- _Work to complete_: Would you please copy the part of the material below that opens with the line containing "Task: point out the brown" and closes with the line containing "Task: point out the tinted"? Copy it exactly, and only it.
+++ Data shown +++
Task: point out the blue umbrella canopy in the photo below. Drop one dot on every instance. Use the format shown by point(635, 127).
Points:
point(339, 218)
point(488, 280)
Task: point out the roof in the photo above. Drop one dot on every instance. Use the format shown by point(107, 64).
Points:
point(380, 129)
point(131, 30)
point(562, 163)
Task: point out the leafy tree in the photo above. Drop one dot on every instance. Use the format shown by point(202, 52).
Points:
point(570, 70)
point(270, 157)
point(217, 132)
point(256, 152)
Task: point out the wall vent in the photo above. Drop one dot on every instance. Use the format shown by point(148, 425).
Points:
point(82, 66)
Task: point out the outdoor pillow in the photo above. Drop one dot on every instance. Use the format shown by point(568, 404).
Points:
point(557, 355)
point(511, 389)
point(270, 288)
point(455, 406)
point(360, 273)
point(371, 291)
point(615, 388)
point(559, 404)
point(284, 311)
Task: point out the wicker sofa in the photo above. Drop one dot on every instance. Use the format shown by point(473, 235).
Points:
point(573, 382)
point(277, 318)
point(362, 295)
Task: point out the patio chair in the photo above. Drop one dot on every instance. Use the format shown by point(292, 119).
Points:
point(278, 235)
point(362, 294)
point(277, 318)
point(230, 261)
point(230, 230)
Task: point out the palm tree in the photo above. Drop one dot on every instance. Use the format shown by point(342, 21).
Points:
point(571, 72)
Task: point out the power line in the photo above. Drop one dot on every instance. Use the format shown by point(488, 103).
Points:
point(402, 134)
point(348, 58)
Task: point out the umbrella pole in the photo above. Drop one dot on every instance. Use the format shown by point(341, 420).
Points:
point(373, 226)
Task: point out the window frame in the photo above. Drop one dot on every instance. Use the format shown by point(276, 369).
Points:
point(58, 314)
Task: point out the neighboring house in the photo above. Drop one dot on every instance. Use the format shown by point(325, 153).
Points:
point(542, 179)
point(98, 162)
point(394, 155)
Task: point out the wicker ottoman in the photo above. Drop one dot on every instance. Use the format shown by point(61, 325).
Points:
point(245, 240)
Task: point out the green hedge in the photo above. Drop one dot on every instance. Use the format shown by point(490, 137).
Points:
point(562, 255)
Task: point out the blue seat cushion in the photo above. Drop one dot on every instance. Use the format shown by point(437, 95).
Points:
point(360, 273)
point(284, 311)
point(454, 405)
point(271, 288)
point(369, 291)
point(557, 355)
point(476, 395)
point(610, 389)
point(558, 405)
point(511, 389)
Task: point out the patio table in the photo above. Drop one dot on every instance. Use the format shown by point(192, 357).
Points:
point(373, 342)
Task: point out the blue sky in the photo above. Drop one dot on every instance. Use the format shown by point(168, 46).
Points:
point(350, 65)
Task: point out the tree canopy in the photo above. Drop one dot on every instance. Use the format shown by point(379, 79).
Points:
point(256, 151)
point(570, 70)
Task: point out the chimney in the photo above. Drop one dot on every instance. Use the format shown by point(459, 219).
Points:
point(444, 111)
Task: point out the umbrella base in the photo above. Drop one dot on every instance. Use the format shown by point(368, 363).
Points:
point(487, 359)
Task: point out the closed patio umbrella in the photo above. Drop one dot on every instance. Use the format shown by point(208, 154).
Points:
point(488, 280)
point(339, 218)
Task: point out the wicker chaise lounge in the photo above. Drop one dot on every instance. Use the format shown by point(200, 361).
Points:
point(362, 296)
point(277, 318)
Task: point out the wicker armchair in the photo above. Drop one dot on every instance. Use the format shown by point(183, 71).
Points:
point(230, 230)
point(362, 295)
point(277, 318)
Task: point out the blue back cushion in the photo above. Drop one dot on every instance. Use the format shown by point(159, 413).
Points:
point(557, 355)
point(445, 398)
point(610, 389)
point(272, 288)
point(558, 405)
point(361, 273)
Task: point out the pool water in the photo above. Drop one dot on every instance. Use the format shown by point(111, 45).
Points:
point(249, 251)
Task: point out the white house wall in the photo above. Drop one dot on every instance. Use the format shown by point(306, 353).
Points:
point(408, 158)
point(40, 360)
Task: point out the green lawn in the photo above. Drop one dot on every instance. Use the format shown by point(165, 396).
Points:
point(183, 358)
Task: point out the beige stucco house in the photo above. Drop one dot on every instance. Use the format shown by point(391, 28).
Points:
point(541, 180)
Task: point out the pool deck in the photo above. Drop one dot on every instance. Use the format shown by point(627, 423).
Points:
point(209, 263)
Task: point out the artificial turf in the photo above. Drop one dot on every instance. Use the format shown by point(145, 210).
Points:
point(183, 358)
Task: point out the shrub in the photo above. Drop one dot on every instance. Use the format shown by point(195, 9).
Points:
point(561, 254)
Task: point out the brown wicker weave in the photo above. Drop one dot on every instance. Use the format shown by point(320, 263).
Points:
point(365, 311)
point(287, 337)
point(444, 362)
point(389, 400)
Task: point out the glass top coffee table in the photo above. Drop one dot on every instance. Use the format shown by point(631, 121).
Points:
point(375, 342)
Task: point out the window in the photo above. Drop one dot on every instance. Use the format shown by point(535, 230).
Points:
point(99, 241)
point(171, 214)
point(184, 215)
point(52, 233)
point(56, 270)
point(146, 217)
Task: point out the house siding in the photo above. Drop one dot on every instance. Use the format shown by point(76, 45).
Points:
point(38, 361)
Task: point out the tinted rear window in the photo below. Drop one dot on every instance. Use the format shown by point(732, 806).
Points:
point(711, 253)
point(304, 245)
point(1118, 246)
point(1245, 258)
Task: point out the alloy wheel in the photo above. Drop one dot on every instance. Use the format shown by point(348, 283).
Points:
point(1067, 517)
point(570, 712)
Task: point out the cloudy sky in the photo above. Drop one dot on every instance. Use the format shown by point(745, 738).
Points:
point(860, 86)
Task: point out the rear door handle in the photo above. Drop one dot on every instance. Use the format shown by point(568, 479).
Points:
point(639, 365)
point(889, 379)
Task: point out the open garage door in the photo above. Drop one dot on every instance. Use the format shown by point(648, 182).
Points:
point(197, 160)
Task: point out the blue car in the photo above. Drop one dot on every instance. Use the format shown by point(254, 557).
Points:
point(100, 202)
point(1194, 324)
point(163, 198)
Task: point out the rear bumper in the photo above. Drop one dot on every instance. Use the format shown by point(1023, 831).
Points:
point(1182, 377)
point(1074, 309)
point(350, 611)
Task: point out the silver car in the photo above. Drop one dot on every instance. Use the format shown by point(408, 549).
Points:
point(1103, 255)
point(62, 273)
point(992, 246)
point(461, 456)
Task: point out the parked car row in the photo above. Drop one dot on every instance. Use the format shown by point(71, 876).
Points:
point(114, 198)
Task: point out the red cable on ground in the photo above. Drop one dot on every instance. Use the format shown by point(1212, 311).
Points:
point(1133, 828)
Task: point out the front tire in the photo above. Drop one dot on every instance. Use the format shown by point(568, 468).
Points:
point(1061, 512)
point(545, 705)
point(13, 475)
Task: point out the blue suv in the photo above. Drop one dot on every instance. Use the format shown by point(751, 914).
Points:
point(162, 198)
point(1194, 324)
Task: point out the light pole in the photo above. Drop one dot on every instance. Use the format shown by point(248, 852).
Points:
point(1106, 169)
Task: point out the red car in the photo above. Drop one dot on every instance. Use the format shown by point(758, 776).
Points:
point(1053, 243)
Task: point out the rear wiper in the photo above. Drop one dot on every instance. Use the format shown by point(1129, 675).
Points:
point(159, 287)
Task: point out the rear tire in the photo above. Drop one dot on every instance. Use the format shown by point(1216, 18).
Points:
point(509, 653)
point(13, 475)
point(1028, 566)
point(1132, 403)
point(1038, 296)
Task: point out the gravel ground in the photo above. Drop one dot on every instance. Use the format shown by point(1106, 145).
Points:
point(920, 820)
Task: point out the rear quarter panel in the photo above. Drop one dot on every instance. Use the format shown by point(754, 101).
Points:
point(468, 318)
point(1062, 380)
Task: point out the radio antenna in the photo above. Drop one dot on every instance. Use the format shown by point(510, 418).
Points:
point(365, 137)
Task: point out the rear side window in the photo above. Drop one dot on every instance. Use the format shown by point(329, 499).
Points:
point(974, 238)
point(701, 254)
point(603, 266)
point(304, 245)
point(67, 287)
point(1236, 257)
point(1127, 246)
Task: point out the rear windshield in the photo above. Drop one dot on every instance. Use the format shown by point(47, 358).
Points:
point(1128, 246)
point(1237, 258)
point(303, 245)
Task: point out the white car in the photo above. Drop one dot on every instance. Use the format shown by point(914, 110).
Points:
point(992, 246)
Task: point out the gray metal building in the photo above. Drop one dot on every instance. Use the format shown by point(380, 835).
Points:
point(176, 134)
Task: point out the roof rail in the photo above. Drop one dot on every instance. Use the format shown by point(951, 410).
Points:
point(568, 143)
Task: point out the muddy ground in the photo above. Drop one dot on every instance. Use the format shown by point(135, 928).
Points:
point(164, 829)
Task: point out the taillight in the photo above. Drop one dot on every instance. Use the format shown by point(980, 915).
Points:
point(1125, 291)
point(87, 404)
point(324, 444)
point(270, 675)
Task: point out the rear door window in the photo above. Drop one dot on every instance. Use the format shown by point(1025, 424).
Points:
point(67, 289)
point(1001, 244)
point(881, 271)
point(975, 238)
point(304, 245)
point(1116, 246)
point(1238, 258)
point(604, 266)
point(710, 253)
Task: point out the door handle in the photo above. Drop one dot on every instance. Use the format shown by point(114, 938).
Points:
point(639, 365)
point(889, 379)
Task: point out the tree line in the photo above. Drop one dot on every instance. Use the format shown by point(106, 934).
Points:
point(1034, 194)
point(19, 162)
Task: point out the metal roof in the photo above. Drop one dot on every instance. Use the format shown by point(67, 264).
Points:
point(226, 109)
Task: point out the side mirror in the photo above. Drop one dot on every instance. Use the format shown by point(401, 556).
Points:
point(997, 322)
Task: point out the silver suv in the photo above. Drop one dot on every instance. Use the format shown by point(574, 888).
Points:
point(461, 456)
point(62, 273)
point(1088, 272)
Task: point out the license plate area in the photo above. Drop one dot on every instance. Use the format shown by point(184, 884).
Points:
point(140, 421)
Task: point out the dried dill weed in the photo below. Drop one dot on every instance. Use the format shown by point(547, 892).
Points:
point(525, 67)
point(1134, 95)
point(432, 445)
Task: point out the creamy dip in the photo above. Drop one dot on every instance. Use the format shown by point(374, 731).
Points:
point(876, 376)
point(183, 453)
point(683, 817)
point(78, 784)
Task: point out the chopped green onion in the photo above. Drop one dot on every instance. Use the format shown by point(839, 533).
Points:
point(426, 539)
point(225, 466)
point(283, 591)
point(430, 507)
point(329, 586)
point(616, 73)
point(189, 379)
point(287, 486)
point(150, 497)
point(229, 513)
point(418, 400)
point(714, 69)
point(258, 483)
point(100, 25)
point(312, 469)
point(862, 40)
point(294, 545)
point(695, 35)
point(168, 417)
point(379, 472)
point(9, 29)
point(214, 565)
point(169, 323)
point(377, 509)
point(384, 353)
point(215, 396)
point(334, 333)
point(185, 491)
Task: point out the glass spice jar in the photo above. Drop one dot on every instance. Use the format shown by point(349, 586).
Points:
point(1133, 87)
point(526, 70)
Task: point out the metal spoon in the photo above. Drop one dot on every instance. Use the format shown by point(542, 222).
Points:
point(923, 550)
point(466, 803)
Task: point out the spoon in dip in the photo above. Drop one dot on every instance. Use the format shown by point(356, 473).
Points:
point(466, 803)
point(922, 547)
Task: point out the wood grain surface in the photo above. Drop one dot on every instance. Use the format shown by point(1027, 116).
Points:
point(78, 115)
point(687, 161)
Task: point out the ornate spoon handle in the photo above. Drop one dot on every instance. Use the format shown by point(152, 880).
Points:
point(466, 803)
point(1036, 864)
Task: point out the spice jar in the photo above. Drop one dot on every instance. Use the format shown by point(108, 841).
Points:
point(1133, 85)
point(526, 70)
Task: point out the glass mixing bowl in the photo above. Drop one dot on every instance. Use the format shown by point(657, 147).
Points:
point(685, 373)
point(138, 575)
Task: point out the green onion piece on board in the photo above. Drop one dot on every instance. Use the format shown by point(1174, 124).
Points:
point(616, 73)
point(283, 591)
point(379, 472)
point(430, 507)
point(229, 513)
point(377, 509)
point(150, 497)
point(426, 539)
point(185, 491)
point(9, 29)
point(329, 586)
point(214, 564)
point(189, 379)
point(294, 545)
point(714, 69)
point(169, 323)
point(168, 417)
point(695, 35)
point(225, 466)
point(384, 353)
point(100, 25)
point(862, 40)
+++
- _Task answer_:
Task: point out the brown wicker weave in the photo above. Drop one dot on every instance. Use the format shown by point(320, 263).
Points:
point(365, 311)
point(287, 337)
point(444, 362)
point(389, 400)
Task: point out the glass top coffee table in the photo above. Drop one dot on every instance. Use the format shown by point(631, 121).
Points:
point(375, 342)
Task: point out the window in the photo above. Drop one dot on every instance. Use the format shown by point(535, 230).
Points:
point(99, 241)
point(171, 214)
point(184, 215)
point(52, 233)
point(56, 270)
point(146, 217)
Task: point out the house siding in the photo above. Drop one dot on every instance. Use the format shown by point(76, 45).
Points:
point(38, 361)
Task: point out the tinted rear window in the photo below. Drop one dot on every instance. Use the format shown by point(732, 806).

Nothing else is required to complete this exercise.